**THE TASK**
Copy the text from the humorous list of dump types word for word, starting with "The Cable Dump" and going on through "bit too far.".

**EXTRACT**
The Beer Dump - Talk about nasty dumps. Depending on the dumper's tolerance, the beer dump is the end result of too many beers. it could have been 2 or 22, it doesn't matter. What you get is a sinister, lengthy, noisy dump accompanied by a malevolent fog that could close a bathroom for days.
The Chili Dump - Hot when it goes in, and rocket fuel when it leaves. The chili dump stays with you all day, making your tush feel like a heat shield.
The Cable Dump - Long, curly and perfectly formed like 2 feet of E13 telephone CO-axial cable. It loops lazily around the bowl, like a friendly serpent. You wonder admiringly, "DID I DO THAT? Where did it come from?" you leave the bathroom pleased with yourself.
The Latrine Dump - In case you didn't know, a latrine is a hole in the ground with a tent around it where soldiers, boy scouts and flies go to dump. Tip: Don't ever, ever look in the hole.
The Mona Lisa Dump - This is the masterpiece of dumps. It's as perfectly formed as it can be. Delicate and slender with intricacies that would make da Vinci weep. And just think, you made it yourself. You may even want to break out the Polaroid, but maybe that's going a bit too far.
The Empty Roll Dump - You're done...you reach for the toilet paper only to discover that empty cardboard cylinder. A mild panic begins coldly in your throat. You could use the curtains...no, someone would say "Where are the curtains?" Then what would you say? The rug?...too cumbersome. Then you must come to the same conclusion that every "empty roll dumper" must face...Pull up your slacks, tighten your tush and wriggle yourself to the nearest full roll.
The Splash Back Dump - You send the dump on its way, it drops like a depth charge into the bowl creating a column of cold bowl water that washes your bottom with a startlingly unpleasant shock. Now you're wet and embarrassed.
Tip: Blot instead of wiping.
The Aborted Dump - You are in mid-dump when the phone rings. What do you do? ABORT! Pinch it off, go for the phone, and save the rest for later. It isn't pretty, but you've gotta do what you gotta do
The Caesarian Dump - Pain, that's what this dump and childbirth have in common. Its simply a case of too much dump trying to go through too small a hole, and there's no obstetrician to help.

**GIVEN DATA**
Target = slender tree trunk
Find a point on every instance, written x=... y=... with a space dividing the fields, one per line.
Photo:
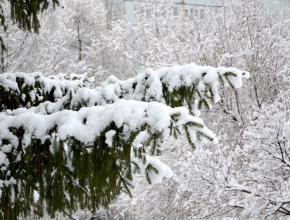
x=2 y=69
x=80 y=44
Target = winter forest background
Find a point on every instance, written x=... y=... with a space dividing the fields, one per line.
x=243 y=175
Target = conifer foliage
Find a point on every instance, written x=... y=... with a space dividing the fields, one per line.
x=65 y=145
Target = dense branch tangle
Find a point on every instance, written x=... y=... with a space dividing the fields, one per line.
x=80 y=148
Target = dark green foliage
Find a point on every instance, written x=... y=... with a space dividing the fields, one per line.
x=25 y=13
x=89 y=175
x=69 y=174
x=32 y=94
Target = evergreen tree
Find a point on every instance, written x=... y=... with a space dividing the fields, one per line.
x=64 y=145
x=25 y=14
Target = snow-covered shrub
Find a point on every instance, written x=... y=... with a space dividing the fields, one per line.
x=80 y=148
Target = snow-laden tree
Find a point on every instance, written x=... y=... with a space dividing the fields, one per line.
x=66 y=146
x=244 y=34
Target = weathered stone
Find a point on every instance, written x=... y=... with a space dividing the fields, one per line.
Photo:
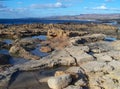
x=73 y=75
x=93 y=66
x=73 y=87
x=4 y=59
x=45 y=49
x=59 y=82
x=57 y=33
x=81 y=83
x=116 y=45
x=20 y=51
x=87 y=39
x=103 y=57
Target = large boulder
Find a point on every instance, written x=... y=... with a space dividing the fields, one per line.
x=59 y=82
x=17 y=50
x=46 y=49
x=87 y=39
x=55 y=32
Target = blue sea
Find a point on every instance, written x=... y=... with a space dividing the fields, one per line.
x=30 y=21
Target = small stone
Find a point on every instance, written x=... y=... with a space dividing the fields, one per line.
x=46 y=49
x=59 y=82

==

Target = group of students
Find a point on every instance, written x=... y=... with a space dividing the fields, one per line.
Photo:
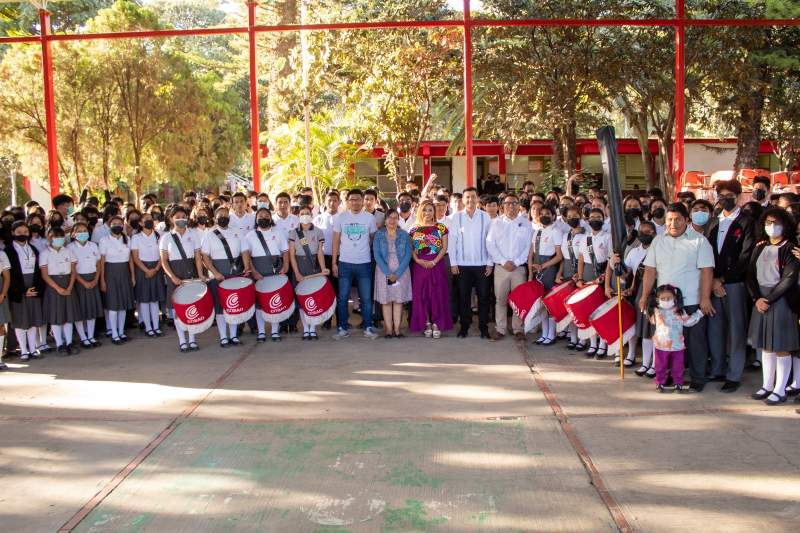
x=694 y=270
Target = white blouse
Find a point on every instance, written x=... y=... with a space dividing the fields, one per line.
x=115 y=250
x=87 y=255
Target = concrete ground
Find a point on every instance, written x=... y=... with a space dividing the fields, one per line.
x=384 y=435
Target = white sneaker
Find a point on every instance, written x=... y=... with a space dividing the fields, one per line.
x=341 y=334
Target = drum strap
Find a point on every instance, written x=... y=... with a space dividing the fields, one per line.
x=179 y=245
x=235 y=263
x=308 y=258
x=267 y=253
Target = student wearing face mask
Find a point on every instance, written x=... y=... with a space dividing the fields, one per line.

* * *

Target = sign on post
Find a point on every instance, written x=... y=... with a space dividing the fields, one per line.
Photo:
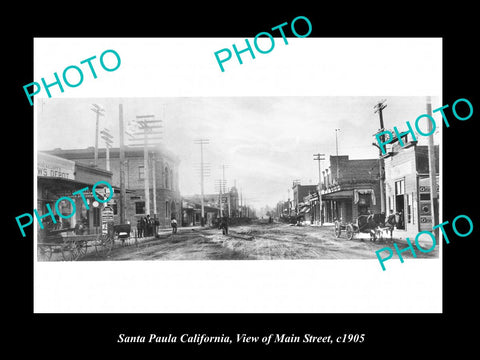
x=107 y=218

**EXERCISE RESULT**
The Cable Dump - Long, curly and perfectly formed like 2 feet of E13 telephone CO-axial cable. It loops lazily around the bowl, like a friendly serpent. You wonder admiringly, "DID I DO THAT? Where did it come from?" you leave the bathroom pleased with yourself.
The Latrine Dump - In case you didn't know, a latrine is a hole in the ground with a tent around it where soldiers, boy scouts and flies go to dump. Tip: Don't ever, ever look in the hole.
The Mona Lisa Dump - This is the masterpiece of dumps. It's as perfectly formed as it can be. Delicate and slender with intricacies that would make da Vinci weep. And just think, you made it yourself. You may even want to break out the Polaroid, but maybe that's going a bit too far.